→ **Tasks and exercises**
A – In the passage below on knowledge formation, what example of a "network of practice" is given?
B – Please explain why, according to the passage below on knowledge formation, networks where reach dominates reciprocity produce little knowledge.

→ **Extracted text**
══════

Two recent studies by economic geographers -in sectors as diverse as motor sport engineering and life insurance—begin to illustrate the true complexities of knowledge formation and translation over space. Both of these cases, in their own way, deepen our understanding of the precise mechanisms by which local and non-local processes of knowledge formation intersect at particular sites of production. In the case of life insurance, key ‘learning intermediaries’—each with their own distinct operative scales—interact and combine to produce knowledge locally (French, 2000: 110). When it comes to producing and applying knowledge in the motor sport industry, the longitudinal study of top designers’ work histories reveals a great deal about the geographical structure and channels of knowledge flows (Henry and Pinch, 2000). At the same time, spatial propinquity is undeniably important in creating a discursive dynamics of innovation as performed through ‘gossip, rumour and observation’ (2000: 136).

Another helpful source of insight is the new literature on ‘knowledge management’ emerging from the business schools and international consulting community. To be sure, this literature is filled with the typical puffery about ‘harnessing the organization’s knowledge assets’ to ‘unlock the firm’s innovative potential.’ But when one strips away all of the marketing hyperbole, one is confronted with a striking realization: while large corporations recognize the economic value of tacit knowledge in producing distinctive competitive advantages, they also know how difficult it is to transpose and translate it from one local context to another. Even the ‘success stories’ in this literature (von Krogh et al., 2000) are not very convincing, and betray a troubling lack of sophistication in their understanding of how ‘shared understandings’ develop, or how tacit knowledge and local cultures are produced (Gertler, 2001b).

Far more enlightening is the recent work of Brown and Duguid whose intriguing book The Social Life of Information (2000) tackles these issues head-on. Brown and Duguid situate their work very much within the ‘communities of practice’ approach. However, in contrast to Wenger and others, they make a key distinction between this construct and the related idea of ‘networks of practice’—for example, the 25,000 service reps working worldwide for Xerox Corporation. Their detailed research of knowledge flows in large organizations leads them to the following conclusion:

Networks of this sort are notable for their reach—a reach now extended and fortified by information technology. Information can travel across vast networks with great speed and to large numbers but nonetheless be assimilated in much the same way by whomever receives it. By contrast, there is relatively little reciprocity across such networks: that is, network members don’t interact with one another directly to any significant degree. When reach dominates reciprocity like this, it produces very loosely coupled systems. Collectively, such social systems don’t take action and produce little knowledge. (2000: 142, emphasis added)

══════

→ **Supplied information**
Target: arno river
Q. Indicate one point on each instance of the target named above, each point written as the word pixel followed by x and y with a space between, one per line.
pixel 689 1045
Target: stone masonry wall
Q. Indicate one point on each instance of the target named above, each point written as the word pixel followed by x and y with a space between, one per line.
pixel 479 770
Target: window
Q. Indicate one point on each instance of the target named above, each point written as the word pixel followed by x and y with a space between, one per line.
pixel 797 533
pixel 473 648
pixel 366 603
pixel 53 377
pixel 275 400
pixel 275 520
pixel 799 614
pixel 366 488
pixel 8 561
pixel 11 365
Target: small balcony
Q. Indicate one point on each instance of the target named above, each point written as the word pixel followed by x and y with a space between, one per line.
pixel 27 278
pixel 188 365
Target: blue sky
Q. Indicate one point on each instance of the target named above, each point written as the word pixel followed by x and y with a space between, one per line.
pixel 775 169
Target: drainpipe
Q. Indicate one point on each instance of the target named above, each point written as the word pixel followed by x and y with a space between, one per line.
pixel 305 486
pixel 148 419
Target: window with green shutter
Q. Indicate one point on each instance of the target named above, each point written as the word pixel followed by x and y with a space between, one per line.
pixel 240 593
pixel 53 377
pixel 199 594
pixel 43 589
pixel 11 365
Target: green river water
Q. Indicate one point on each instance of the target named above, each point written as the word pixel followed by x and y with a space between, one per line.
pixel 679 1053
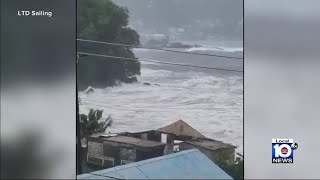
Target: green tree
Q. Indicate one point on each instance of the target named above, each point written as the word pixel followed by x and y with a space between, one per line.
pixel 103 20
pixel 235 170
pixel 93 123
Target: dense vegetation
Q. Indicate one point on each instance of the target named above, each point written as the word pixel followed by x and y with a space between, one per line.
pixel 102 20
pixel 235 170
pixel 93 123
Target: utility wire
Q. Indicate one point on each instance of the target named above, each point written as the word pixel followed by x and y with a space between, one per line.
pixel 159 62
pixel 103 175
pixel 159 49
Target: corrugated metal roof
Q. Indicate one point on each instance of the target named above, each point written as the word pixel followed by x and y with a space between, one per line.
pixel 134 141
pixel 189 164
pixel 210 144
pixel 181 128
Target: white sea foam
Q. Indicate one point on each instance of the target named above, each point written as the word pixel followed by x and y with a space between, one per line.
pixel 212 105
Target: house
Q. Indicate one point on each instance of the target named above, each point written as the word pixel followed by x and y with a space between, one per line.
pixel 189 164
pixel 122 148
pixel 186 137
pixel 118 150
pixel 217 151
pixel 181 128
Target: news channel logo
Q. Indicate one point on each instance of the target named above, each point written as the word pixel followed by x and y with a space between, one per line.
pixel 282 150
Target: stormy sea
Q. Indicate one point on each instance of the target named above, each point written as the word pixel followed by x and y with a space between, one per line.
pixel 209 100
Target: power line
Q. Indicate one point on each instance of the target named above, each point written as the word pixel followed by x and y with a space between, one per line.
pixel 103 175
pixel 159 62
pixel 159 49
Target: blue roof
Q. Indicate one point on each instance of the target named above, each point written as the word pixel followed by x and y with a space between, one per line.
pixel 189 164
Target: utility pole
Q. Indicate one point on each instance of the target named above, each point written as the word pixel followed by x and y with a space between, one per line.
pixel 79 149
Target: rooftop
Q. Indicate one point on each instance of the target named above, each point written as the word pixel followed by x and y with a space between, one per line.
pixel 181 128
pixel 189 164
pixel 210 144
pixel 134 141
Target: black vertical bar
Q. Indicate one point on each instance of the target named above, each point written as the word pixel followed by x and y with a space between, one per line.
pixel 79 156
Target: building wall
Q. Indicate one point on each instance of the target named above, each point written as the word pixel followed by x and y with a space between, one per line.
pixel 215 156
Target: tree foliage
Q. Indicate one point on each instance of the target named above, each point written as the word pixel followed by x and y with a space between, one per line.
pixel 103 20
pixel 235 170
pixel 93 123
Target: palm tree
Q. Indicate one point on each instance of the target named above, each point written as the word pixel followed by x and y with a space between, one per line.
pixel 93 123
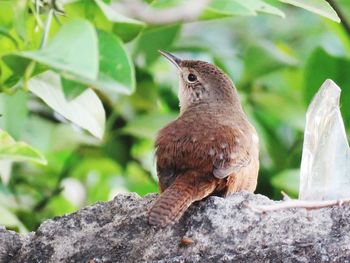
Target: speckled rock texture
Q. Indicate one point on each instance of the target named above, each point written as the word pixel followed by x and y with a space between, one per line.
pixel 222 230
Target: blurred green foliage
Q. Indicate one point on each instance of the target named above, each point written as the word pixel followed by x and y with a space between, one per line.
pixel 84 91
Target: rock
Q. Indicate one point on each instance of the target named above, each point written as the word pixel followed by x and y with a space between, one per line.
pixel 10 243
pixel 217 230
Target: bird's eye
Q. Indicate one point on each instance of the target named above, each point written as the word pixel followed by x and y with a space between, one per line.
pixel 191 77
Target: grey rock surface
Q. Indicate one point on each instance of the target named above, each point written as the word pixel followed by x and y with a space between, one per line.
pixel 222 230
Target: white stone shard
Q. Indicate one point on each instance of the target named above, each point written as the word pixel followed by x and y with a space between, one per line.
pixel 325 164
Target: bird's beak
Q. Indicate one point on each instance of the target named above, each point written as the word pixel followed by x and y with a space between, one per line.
pixel 175 60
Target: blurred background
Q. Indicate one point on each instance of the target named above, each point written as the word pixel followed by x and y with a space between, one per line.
pixel 84 90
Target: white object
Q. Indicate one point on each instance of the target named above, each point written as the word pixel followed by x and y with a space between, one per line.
pixel 325 164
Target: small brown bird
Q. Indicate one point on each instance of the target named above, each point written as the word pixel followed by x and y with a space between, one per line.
pixel 211 148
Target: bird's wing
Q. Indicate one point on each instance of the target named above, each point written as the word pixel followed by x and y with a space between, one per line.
pixel 232 153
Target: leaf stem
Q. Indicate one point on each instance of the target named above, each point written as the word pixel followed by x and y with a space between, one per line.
pixel 47 28
pixel 345 23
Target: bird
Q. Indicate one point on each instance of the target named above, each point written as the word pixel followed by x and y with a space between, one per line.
pixel 210 149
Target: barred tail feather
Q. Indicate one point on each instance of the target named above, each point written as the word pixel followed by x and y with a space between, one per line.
pixel 172 203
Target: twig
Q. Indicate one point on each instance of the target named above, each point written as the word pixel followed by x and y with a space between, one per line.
pixel 137 9
pixel 309 205
pixel 341 15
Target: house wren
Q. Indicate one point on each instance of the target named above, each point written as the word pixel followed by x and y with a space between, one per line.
pixel 211 148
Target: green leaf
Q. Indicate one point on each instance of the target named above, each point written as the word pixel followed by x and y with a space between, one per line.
pixel 261 6
pixel 222 8
pixel 319 7
pixel 14 112
pixel 123 26
pixel 321 66
pixel 265 58
pixel 116 72
pixel 73 50
pixel 287 181
pixel 147 126
pixel 18 151
pixel 86 110
pixel 10 220
pixel 154 39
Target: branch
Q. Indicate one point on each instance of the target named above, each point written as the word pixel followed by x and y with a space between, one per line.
pixel 139 10
pixel 309 205
pixel 345 23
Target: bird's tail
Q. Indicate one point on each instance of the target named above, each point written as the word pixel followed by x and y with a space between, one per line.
pixel 173 202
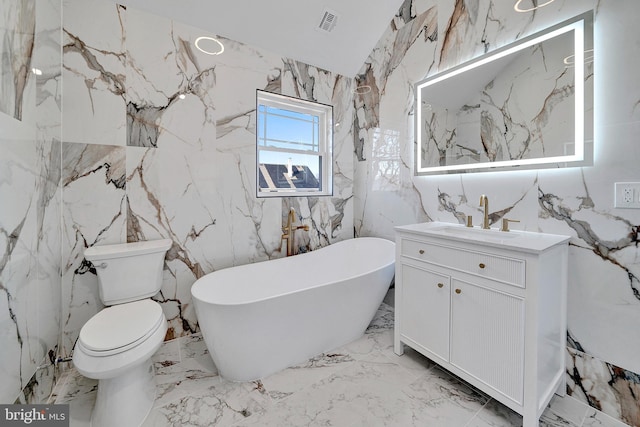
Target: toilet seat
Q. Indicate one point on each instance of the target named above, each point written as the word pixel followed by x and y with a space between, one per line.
pixel 120 327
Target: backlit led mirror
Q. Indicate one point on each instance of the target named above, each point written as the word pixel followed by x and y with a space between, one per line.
pixel 526 105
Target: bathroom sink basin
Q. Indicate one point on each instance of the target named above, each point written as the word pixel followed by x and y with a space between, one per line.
pixel 521 240
pixel 478 233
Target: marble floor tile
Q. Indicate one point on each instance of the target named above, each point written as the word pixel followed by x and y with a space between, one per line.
pixel 363 383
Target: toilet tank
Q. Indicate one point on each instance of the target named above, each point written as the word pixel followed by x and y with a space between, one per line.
pixel 128 271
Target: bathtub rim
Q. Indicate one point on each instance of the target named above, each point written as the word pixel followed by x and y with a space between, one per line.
pixel 202 281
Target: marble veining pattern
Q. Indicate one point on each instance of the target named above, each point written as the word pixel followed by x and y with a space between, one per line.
pixel 30 217
pixel 160 143
pixel 16 51
pixel 603 291
pixel 361 384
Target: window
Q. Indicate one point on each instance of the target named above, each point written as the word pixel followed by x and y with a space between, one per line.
pixel 294 140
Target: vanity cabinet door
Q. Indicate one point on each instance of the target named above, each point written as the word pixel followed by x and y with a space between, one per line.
pixel 425 309
pixel 487 336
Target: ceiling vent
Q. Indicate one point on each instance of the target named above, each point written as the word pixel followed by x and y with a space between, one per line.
pixel 329 20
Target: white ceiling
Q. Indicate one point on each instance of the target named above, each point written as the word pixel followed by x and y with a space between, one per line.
pixel 289 27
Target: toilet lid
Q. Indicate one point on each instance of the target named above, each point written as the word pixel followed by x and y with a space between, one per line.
pixel 121 325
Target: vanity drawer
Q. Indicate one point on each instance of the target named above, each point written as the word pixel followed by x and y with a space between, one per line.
pixel 492 266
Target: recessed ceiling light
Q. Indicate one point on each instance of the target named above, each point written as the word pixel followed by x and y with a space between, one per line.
pixel 217 48
pixel 518 9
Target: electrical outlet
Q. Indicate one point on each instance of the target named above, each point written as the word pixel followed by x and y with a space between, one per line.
pixel 627 195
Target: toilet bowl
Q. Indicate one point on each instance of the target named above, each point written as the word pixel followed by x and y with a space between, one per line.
pixel 116 345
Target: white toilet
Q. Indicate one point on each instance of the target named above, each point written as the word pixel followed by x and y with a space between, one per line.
pixel 115 346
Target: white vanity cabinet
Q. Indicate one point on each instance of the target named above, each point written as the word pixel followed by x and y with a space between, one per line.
pixel 489 306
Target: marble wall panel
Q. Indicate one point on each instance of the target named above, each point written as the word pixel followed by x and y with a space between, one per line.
pixel 16 50
pixel 190 160
pixel 603 292
pixel 94 73
pixel 94 212
pixel 30 194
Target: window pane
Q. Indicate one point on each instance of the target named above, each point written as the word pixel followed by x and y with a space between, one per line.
pixel 289 171
pixel 285 129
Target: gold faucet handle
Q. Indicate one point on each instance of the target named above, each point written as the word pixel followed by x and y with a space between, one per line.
pixel 505 223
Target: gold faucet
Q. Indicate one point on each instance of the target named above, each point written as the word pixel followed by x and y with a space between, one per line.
pixel 289 230
pixel 484 203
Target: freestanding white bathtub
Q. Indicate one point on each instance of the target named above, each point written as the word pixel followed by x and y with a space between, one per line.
pixel 260 318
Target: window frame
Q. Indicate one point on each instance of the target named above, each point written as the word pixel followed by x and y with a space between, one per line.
pixel 324 112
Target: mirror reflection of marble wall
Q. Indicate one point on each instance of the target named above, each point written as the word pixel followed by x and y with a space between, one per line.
pixel 519 107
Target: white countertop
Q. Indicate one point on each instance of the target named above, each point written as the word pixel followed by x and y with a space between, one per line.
pixel 519 240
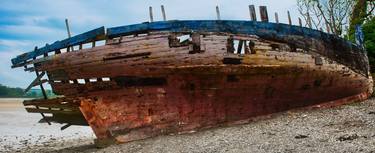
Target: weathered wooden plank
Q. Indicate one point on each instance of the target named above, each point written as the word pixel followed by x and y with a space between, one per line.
pixel 279 32
pixel 263 13
pixel 151 14
pixel 276 17
pixel 218 13
pixel 163 13
pixel 48 111
pixel 95 34
pixel 253 15
pixel 35 82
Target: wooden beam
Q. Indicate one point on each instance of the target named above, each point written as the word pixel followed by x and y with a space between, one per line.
pixel 68 31
pixel 239 49
pixel 218 13
pixel 276 17
pixel 50 111
pixel 263 13
pixel 151 15
pixel 252 12
pixel 163 13
pixel 35 82
pixel 289 18
pixel 309 20
pixel 328 29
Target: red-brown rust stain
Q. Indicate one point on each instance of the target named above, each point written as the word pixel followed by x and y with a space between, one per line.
pixel 190 101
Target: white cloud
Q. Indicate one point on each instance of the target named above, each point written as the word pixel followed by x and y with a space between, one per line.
pixel 36 22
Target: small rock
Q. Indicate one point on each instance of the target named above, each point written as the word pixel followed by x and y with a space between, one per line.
pixel 301 136
pixel 348 137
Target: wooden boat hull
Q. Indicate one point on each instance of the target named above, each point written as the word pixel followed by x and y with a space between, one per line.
pixel 137 86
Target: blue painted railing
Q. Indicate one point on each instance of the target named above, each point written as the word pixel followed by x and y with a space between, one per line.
pixel 330 45
pixel 76 40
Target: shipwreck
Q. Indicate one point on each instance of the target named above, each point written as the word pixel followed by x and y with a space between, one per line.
pixel 175 76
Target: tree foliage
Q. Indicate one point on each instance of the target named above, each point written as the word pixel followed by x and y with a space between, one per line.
pixel 332 15
pixel 369 32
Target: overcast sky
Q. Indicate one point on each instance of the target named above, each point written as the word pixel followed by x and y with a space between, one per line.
pixel 25 24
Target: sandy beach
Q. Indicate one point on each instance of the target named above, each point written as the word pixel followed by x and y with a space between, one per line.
pixel 348 128
pixel 21 132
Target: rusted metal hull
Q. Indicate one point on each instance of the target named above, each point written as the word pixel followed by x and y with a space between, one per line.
pixel 138 86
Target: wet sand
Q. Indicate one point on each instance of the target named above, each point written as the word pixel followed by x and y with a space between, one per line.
pixel 21 132
pixel 348 128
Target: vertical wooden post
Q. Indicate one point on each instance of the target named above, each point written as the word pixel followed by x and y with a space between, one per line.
pixel 151 16
pixel 46 53
pixel 239 48
pixel 309 20
pixel 253 15
pixel 300 22
pixel 276 17
pixel 247 50
pixel 263 13
pixel 218 13
pixel 328 29
pixel 69 34
pixel 41 88
pixel 163 13
pixel 289 18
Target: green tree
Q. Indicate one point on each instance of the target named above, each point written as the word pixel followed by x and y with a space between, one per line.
pixel 369 32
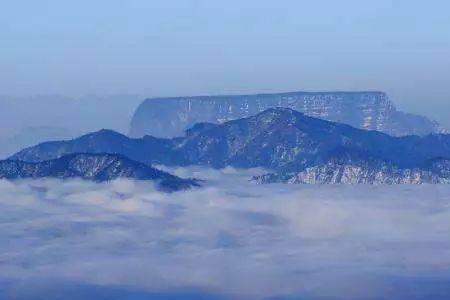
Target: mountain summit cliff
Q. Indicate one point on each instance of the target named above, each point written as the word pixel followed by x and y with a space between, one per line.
pixel 169 117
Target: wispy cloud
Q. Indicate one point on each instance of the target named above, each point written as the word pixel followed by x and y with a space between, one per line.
pixel 231 238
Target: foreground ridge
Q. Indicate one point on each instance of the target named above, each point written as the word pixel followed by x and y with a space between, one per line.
pixel 297 148
pixel 95 167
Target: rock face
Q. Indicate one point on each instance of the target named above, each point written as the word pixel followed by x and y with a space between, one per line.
pixel 340 170
pixel 96 167
pixel 283 140
pixel 170 117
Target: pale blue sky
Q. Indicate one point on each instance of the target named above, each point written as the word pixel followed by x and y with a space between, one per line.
pixel 185 47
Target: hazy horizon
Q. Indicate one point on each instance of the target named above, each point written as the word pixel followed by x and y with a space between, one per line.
pixel 195 47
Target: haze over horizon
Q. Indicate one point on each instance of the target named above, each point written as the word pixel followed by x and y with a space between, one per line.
pixel 198 47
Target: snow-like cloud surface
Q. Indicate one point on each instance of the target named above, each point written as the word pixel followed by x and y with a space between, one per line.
pixel 231 238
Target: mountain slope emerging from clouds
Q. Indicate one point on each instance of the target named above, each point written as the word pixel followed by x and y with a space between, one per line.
pixel 96 167
pixel 280 139
pixel 169 117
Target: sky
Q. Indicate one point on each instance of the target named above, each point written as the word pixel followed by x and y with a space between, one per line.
pixel 197 47
pixel 228 240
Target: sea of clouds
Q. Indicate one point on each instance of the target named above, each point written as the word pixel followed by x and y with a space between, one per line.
pixel 231 239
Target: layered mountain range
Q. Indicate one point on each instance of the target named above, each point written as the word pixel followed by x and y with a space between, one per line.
pixel 170 117
pixel 296 148
pixel 95 167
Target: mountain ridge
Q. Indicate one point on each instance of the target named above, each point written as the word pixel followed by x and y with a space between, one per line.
pixel 280 139
pixel 370 110
pixel 98 167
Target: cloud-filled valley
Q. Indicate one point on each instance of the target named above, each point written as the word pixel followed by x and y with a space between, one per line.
pixel 230 239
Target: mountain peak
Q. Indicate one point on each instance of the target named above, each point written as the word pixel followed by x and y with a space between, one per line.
pixel 98 167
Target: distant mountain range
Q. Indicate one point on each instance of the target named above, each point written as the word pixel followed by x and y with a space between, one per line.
pixel 170 117
pixel 95 167
pixel 298 148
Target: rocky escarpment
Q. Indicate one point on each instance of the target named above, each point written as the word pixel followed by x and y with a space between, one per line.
pixel 290 143
pixel 169 117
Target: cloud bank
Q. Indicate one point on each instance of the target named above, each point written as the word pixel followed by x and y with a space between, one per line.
pixel 230 239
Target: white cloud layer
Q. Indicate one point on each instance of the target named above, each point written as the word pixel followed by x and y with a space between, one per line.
pixel 231 238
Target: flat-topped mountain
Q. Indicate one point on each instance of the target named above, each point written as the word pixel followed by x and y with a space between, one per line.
pixel 279 139
pixel 96 167
pixel 170 117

══════

→ **Results for each task**
A – The 25,000 service reps working worldwide for Xerox Corporation.

B – In such networks, members don't interact with one another directly to any significant degree, so there is little reciprocity even though information travels far and fast. This produces very loosely coupled systems, which collectively don't take action and produce little knowledge.